> **WHAT IS EXPECTED**
Reproduce the listing below verbatim, from its first line through the line holding "369 7, 316 10))", inclusive.

> **SUPPLIED INFORMATION**
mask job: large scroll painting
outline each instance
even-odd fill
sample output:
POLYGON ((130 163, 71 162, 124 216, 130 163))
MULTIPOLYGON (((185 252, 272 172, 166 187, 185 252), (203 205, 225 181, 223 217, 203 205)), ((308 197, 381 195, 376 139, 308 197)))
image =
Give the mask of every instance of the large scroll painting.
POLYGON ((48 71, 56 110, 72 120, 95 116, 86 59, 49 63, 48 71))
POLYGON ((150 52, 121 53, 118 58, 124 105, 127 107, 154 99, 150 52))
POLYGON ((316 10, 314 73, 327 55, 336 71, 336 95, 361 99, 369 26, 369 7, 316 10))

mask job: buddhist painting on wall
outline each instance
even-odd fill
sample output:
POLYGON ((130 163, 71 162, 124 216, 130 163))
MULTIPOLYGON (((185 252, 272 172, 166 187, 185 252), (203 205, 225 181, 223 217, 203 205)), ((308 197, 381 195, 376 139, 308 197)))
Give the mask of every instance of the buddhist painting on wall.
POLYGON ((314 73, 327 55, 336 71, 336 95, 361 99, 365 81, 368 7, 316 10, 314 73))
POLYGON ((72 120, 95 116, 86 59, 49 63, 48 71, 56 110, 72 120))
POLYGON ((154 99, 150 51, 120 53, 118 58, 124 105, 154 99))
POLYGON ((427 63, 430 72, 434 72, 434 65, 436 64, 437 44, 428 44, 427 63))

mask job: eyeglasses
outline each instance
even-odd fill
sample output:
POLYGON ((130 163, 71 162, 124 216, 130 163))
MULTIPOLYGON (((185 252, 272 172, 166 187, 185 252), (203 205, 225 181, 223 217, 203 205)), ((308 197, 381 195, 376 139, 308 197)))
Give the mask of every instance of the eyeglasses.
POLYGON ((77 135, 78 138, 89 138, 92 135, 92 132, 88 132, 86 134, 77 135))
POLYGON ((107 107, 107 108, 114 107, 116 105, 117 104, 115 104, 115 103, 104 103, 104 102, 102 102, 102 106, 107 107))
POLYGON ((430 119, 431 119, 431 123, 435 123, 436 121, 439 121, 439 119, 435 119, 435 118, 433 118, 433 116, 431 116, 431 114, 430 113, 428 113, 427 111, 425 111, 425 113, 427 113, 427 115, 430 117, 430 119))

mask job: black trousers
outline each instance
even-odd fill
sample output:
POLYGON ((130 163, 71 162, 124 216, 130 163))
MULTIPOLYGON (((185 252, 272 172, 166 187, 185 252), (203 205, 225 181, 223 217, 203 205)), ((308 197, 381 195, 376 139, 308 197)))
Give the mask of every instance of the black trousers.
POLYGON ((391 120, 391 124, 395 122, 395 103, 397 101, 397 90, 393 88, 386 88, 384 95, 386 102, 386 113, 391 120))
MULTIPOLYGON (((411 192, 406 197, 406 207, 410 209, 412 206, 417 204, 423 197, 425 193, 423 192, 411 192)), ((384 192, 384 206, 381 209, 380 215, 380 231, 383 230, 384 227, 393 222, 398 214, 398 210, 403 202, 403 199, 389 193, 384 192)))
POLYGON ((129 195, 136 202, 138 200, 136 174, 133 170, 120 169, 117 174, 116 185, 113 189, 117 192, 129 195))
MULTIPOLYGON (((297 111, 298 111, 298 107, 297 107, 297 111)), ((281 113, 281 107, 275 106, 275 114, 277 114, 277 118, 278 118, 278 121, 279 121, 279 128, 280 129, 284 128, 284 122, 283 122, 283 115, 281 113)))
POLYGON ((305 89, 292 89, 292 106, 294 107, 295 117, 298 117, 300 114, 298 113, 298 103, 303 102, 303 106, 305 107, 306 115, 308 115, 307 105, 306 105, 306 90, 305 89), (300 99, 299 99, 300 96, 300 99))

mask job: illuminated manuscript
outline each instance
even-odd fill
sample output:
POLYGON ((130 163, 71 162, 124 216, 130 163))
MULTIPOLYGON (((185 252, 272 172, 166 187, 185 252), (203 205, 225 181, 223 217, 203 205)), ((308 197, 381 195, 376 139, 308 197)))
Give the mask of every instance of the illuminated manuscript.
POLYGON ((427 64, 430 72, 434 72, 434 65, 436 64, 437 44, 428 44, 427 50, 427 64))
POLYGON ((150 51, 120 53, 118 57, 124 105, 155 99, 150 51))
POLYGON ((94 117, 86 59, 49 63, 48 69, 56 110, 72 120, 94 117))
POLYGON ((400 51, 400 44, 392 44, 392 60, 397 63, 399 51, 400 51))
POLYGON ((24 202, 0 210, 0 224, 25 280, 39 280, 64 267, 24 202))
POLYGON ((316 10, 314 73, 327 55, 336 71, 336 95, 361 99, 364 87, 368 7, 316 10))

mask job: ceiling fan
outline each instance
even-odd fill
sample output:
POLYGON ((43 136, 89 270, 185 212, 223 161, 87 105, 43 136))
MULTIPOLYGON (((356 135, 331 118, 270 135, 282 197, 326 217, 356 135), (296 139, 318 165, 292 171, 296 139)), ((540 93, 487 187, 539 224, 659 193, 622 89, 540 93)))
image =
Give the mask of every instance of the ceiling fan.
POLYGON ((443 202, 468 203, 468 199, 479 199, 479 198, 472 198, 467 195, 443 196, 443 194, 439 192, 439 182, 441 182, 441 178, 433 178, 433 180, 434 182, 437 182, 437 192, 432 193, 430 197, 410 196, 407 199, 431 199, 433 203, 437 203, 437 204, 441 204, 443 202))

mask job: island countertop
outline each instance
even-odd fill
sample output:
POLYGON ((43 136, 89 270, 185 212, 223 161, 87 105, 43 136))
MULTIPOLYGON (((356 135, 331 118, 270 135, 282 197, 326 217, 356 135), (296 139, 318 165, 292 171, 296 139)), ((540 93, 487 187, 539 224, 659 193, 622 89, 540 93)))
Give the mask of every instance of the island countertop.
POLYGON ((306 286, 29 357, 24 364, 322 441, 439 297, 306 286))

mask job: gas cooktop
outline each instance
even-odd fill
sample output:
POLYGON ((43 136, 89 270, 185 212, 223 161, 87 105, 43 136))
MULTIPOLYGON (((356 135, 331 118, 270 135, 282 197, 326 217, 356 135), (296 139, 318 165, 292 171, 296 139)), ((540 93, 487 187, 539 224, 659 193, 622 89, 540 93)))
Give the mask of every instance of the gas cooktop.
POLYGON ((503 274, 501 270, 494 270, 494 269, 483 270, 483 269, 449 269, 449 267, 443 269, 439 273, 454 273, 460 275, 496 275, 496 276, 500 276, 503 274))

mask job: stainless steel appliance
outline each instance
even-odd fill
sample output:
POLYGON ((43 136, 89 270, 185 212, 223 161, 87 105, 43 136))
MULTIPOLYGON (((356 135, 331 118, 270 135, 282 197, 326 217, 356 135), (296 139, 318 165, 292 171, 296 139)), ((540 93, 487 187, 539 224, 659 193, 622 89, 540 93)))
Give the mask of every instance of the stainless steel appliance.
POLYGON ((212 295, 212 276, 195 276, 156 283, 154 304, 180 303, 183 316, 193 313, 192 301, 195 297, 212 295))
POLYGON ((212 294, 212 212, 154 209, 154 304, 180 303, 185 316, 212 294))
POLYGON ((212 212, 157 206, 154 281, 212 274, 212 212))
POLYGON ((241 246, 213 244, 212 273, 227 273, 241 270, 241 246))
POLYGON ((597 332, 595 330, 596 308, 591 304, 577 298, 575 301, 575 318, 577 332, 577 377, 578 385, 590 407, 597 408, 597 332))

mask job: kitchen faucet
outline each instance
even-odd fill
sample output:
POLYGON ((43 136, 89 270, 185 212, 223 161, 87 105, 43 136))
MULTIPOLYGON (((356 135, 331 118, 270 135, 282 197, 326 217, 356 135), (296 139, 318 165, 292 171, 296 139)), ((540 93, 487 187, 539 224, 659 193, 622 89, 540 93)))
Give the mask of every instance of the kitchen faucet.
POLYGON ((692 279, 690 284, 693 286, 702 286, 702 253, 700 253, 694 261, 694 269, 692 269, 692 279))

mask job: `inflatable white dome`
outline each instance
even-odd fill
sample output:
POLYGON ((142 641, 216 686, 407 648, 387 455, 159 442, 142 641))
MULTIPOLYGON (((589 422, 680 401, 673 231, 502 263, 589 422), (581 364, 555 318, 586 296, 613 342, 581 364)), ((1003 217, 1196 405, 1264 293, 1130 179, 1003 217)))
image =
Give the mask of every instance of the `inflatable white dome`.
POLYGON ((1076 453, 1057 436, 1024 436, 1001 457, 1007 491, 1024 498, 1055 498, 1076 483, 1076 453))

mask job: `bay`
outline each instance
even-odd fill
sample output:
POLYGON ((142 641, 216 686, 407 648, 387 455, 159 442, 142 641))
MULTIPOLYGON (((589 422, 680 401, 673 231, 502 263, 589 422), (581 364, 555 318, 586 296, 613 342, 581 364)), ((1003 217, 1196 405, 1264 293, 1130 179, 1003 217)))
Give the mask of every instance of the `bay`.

> **FINAL RESULT**
mask job: large scroll painting
outline each instance
even-odd fill
sample output:
POLYGON ((130 163, 71 162, 124 216, 130 163))
MULTIPOLYGON (((185 252, 272 172, 166 187, 185 252), (203 205, 225 181, 223 217, 203 205)), ((308 197, 381 195, 376 139, 308 197)))
image =
Give the mask of every instance of the large scroll painting.
POLYGON ((48 71, 56 110, 72 120, 95 116, 86 59, 49 63, 48 71))
POLYGON ((150 52, 121 53, 118 58, 124 105, 127 107, 154 99, 150 52))
POLYGON ((316 10, 314 73, 327 55, 336 71, 336 95, 361 99, 369 26, 369 7, 316 10))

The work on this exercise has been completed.